(READING TEXT)
_ _ _ _ _

Glitterdelve (Metropolis, 26,000): Glitterdelve's inhabitants don't waste time on politics or religion when there's gold and silver to be mined. Despite centuries of avid mining, there's still gold to be found. The dukes, barons, and counts who parade through Glitterdelve in struggles for status and position make sure of one thing: that the gold keeps coming out of the ground into the gold dwarves' coffers.

 

Halruaa Location

Lake Maeru: Smaller and much easier to sail than Lake Halruaa. Lake Maeru's fisheries help feed the people of Halruaa's towns as well as the electrum miners at nearby Maeruhal.

 

Luiren Location

Shoun (Small City, 5,500): Shoun on Luiren's east coast is such a pleasant place to live that hin outside its walls frequently greet each other by saying "How long since you've been to Shoun?" Still, the city stays small because aside from enjoying the sea air and the pleasant breezes off the hills, there's not much to do in Shoun except sit around and get fat. In Luiren, getting fat is a social gaffe that's hard to live down.

Major Social Groups in Luiren

All of the following major groups have revolving memberships and regularly field teams in the Games. The groups all get along fairly well with each other, as you might expect from groups whose members shift serially between allegiances.

Hin Fist: Hin Fist is the most consistent and conservative of the groups, if only because only actual practicing monks can be full members. Hin Fist is also the only major group that occasionally accepts nonhalflings, because humans and other nonhin usually don't understand the spirit in which Luiren's social game is played. Hin Fist members sometimes participate in the Games, but usually beg off citing more pressing concerns, such as killing a marauding group of tall mouthers or performing dozens of one-armed pushups.

Ruling Party: The Ruling Party hasn't ruled for two hundred years, but prior to the rise of Yondalla's Children, they ran things. They've kept the name because they do, in fact, throw excellent parties.

Tymora's Followers: Tymora isn't in fashion in Luiren since Yondalla's Children advised that human deities weren't as Luiren (their pet adjective) as halfling gods of luck like Brandobaris. But Tymora's Followers like to say instead that the humans worship a halfling deity. They're the most individualistic of the halfling groups, but some of the most fervent competitors in the Games.

_ _ _ _ _

(INFORMATION SHOWN)
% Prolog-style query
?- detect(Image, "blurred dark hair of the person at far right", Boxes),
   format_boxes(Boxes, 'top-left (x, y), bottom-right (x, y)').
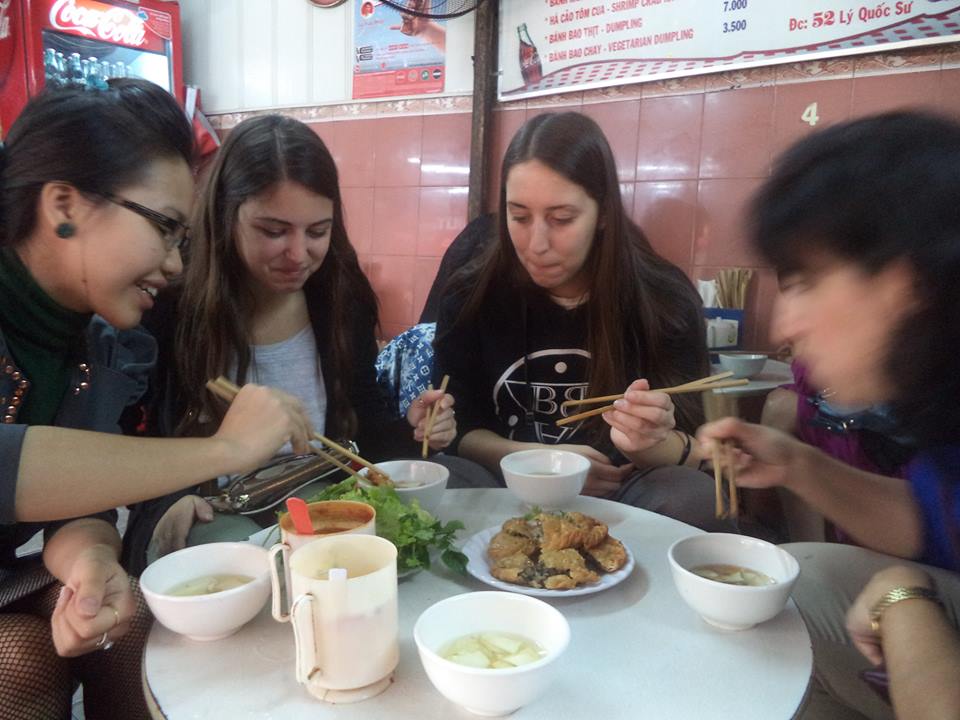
top-left (751, 112), bottom-right (960, 445)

_ _ _ _ _

(PROBLEMS TO WORK ON)
A: In the text on Glitterdelve, Halruaa, and Luiren, translate this sentence into Spanish: "They've kept the name because they do, in fact, throw excellent parties."
B: Resume the text on Glitterdelve, Halruaa, and Luiren, writing on from its final sentence.

(LIST OF ANSWERS)
A: Han conservado el nombre porque, de hecho, organizan fiestas excelentes.

B:
Yondalla's Children: Yondalla's Children rule Luiren, which has a benevolent theocracy with an extremely light touch. When big decisions have to be made, a priest of Yondalla is likely to be the one to make them. Organization beyond that one simple fact is difficult to discern.

Yondalla's Children have one serious concern about the very near future: Alaundo's Roll of Years lists 1386 DR as the Year of the Halfling's Lament. Few halflings take warnings from the Roll of Years at all seriously, but many members of Yondalla's Children are convinced that something bad will take place in 1386 DR. How bad? They don't know.

Yondalla's monks maintain rivalry with the monks of the Hin Fist school. It's not a serious rivalry: no one beats each other up beyond what a couple cure light wounds spells can patch up.

More Regional History for Luiren

Unlike human realms that measure their success by how much territory they occupy, the wealth that flows through their coffers, or how many people they govern, the hin of Luiren judge themselves by how well they govern and police their own chosen land. This is not to say that Luiren's policies don't contain a smidgen of aggression. In Luiren's case, that aggression plays out at the expense of the belligerent tendencies of its human and half-elven neighbors. Every hundred or two hundred years, the hin of Luiren goad one of their neighbors into invading. One of the hin's favorite jokes plays into this pattern. Noting that the history of northern Faerûn is to be conquered by successive waves of people from the south, the hin say that it's the eventual destiny of their kind to rule all the lands of the Inner Sea. The truth is that the hin don't much care for the idea of such conquests, but they know that it drives the humans who live around them crazy to hear it.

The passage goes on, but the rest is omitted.